%%

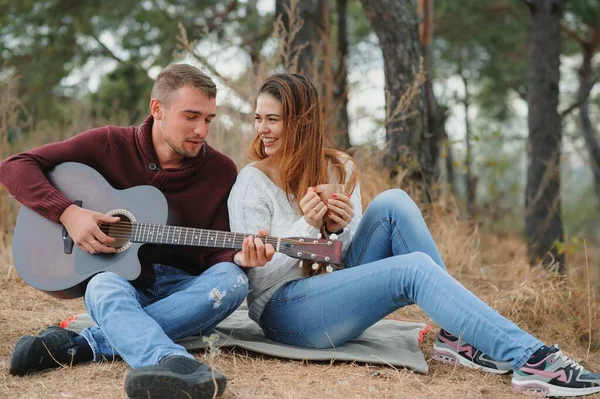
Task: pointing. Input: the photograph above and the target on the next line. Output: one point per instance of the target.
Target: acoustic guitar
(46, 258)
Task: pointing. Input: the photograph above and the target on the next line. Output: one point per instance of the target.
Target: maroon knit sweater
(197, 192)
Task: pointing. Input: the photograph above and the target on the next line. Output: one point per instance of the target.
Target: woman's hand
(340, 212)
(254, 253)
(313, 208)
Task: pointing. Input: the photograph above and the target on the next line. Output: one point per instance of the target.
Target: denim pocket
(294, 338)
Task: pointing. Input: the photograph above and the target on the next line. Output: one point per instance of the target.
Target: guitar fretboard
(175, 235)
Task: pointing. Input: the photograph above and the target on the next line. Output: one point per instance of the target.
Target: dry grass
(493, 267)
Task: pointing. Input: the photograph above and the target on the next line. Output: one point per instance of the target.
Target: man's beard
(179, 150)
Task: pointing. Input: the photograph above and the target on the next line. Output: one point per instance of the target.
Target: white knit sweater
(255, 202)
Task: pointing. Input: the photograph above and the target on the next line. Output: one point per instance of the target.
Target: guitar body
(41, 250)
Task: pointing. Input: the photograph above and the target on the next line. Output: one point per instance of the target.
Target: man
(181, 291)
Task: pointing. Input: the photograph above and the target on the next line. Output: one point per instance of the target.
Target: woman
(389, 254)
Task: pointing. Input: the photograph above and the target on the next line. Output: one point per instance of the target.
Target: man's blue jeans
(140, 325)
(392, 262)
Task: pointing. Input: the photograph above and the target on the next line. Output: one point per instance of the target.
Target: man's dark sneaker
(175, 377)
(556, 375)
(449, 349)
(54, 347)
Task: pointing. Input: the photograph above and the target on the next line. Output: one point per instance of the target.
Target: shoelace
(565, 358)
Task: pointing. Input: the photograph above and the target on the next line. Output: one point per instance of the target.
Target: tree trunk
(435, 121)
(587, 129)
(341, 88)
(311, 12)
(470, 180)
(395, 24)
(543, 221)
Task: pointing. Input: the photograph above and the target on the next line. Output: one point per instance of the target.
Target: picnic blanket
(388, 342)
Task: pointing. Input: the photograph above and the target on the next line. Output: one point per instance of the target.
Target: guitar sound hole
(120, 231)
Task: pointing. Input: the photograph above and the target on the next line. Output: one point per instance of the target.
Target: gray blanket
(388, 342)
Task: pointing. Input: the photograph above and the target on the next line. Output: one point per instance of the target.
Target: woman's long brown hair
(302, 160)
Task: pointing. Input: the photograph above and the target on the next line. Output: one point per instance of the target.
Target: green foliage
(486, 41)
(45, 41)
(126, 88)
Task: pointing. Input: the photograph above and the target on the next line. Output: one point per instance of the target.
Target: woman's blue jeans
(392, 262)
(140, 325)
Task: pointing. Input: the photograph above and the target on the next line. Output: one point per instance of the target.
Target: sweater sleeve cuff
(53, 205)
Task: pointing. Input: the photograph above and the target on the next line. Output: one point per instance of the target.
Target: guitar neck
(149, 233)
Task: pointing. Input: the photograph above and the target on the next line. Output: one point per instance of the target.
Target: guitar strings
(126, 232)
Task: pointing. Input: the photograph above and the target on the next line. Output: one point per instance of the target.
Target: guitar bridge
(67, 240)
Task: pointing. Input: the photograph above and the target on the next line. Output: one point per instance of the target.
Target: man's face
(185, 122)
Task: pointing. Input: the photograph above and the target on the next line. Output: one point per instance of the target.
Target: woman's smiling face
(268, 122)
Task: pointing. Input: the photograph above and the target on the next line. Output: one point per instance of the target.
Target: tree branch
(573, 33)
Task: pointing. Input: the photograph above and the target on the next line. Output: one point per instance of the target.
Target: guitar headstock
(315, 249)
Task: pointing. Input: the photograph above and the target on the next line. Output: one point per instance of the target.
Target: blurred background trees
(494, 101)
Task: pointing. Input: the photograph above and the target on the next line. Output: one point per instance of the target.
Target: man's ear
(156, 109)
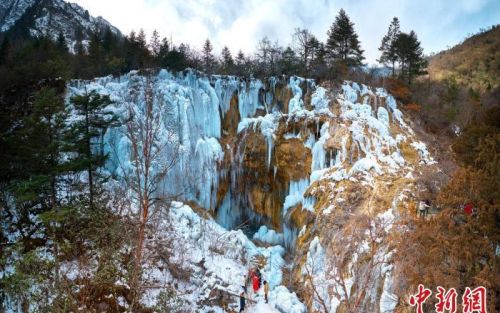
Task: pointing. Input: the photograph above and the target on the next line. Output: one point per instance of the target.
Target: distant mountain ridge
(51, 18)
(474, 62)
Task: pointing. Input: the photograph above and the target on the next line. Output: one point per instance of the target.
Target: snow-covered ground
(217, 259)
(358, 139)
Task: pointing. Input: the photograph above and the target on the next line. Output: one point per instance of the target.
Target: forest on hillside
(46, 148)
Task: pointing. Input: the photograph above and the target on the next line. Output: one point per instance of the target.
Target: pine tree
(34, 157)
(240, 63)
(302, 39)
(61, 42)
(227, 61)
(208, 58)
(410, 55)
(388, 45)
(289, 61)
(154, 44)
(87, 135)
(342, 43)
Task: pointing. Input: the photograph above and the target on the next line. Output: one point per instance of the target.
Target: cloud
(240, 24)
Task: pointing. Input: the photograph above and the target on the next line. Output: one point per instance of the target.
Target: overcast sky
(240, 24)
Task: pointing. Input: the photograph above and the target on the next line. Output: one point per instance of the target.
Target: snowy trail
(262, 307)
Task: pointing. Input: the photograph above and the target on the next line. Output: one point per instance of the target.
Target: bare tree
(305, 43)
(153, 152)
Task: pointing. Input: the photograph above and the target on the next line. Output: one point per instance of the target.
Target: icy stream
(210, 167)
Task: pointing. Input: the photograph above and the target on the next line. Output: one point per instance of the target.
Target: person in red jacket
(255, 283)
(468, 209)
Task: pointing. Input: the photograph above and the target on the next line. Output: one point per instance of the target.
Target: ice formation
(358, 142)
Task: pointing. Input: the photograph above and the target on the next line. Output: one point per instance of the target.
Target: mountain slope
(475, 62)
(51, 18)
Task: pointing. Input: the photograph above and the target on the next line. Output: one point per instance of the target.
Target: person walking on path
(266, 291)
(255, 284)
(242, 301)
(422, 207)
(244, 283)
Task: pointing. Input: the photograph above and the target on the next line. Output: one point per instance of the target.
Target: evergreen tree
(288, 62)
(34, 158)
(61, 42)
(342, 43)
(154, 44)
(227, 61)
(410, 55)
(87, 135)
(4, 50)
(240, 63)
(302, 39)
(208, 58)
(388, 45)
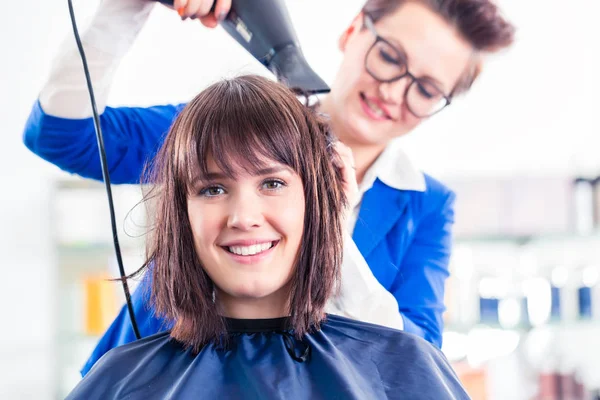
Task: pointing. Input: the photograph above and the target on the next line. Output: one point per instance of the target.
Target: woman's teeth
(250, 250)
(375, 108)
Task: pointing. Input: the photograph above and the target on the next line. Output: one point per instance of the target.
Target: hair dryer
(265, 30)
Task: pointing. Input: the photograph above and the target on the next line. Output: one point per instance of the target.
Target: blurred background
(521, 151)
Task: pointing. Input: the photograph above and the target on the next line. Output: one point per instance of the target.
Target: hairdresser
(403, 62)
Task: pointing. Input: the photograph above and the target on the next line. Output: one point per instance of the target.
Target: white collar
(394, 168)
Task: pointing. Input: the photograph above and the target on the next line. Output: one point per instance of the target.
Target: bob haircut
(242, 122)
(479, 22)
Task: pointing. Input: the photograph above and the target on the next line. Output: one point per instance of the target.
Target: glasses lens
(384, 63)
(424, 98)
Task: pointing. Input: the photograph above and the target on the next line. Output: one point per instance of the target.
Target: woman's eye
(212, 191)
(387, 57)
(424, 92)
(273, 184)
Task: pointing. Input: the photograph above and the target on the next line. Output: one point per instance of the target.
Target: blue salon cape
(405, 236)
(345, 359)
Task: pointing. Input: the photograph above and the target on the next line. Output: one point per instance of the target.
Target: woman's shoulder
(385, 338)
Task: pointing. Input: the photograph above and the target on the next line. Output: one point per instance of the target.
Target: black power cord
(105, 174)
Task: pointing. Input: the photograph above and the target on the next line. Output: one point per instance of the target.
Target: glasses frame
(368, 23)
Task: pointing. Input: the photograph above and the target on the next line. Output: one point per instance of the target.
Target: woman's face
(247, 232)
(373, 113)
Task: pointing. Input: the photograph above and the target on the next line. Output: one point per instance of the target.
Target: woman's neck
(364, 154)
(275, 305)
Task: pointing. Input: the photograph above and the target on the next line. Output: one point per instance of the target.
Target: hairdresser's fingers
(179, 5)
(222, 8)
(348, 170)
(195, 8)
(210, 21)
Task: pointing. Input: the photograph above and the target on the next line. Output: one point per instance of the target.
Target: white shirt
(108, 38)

%%

[WHAT YOU WILL DO]
Once you reach the line that contains "Target: hairdresser's fingers", print it and every line after it exactly as written, stopping at the last line of the records and adding nothing.

[RESPONSE BOX]
Target: hairdresser's fingers
(179, 5)
(222, 8)
(348, 170)
(195, 8)
(210, 21)
Task: pointing. Input: the photograph above and the target on the next line. Output: one point per instance of the target.
Target: white shirt
(108, 38)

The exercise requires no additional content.